• **Task goal**:
From the listing below, copy out each line that contains the string "toilet".

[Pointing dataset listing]
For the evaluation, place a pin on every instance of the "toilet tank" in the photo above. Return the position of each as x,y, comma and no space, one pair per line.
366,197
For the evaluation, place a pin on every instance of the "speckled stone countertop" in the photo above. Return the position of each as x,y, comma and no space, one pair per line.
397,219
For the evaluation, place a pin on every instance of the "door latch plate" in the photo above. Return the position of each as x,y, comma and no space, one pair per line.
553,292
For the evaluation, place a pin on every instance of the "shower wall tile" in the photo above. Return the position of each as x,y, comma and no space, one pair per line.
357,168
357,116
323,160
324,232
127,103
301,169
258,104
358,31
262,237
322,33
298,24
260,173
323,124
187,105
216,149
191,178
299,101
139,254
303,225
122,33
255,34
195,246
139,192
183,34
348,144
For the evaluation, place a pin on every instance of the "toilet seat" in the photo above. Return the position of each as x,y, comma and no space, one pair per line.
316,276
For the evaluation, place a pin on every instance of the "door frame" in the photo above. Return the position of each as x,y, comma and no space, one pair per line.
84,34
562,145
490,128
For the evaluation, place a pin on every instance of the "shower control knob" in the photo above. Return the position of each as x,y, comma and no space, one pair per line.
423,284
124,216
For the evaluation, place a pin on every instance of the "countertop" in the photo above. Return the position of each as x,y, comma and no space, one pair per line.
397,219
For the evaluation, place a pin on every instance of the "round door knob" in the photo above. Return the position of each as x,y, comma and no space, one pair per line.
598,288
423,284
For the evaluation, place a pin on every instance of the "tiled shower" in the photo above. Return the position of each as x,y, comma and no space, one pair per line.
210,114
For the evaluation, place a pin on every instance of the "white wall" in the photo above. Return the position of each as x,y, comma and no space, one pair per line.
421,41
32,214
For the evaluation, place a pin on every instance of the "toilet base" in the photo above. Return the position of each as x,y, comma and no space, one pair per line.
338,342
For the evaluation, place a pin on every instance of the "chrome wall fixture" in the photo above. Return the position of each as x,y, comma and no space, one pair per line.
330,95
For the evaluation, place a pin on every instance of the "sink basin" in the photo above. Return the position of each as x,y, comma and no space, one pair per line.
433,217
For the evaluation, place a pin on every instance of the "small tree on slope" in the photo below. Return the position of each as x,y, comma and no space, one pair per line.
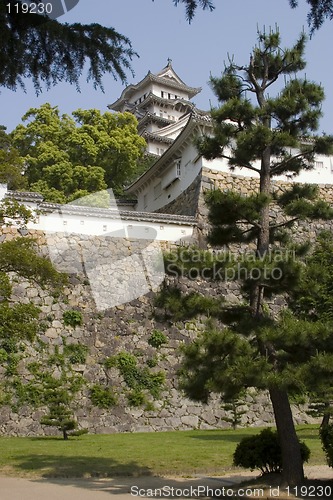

• **Expected output**:
For the evaluation, place a pin on every instance of the "toilet tank" in the photo above. Return the position of each as x,y, comma and no space, one pair per line.
For the evaluation, place a pin on every instance of the "toilet seat" in the photo above. Return the position of each as x,y, comma and no space, one pair per line.
For the evaluation, place a pin on every instance of the "toilet base" in the photo above. Return the position of each as x,y, comma and no space, one pair per line.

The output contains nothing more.